#### Material to process:
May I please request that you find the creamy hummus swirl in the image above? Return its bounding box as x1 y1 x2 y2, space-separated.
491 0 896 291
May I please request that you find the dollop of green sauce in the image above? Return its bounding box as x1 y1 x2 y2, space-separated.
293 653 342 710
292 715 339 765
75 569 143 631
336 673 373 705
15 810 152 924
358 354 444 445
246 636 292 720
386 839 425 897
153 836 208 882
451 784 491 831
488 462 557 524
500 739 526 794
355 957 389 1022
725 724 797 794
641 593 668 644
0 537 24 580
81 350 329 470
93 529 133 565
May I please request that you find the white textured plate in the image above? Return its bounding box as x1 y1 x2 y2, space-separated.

#### Requirement:
Please render all of the entries above as a Markdown table with two columns, Row and Text, putting each line's number under Row and the line itself under Text, and leave out any blank lines.

#### Solution to this exercise:
| Row | Text |
|---|---|
| 1 | May I please request that you find the creamy hummus swirl in the image above? Return its bounding box as x1 y1 x2 y2, space-separated. |
| 2 | 491 0 896 291 |
| 3 | May I please request that you find the dollop of green sauce in the image above? Return its bounding box as x1 y1 x2 y2, space-separated. |
| 4 | 293 653 342 710 |
| 5 | 292 715 339 765 |
| 6 | 75 569 143 631 |
| 7 | 336 673 373 705 |
| 8 | 15 810 152 924 |
| 9 | 358 354 444 445 |
| 10 | 246 636 292 720 |
| 11 | 386 839 425 897 |
| 12 | 153 836 208 882 |
| 13 | 451 784 491 831 |
| 14 | 488 462 557 524 |
| 15 | 500 739 526 794 |
| 16 | 355 957 389 1022 |
| 17 | 725 724 797 794 |
| 18 | 641 593 668 644 |
| 19 | 0 537 24 580 |
| 20 | 81 350 329 470 |
| 21 | 93 529 133 565 |
| 22 | May I please request that you find the white textured plate in the image above? Return its bounding box as x1 y1 x2 y2, space-separated. |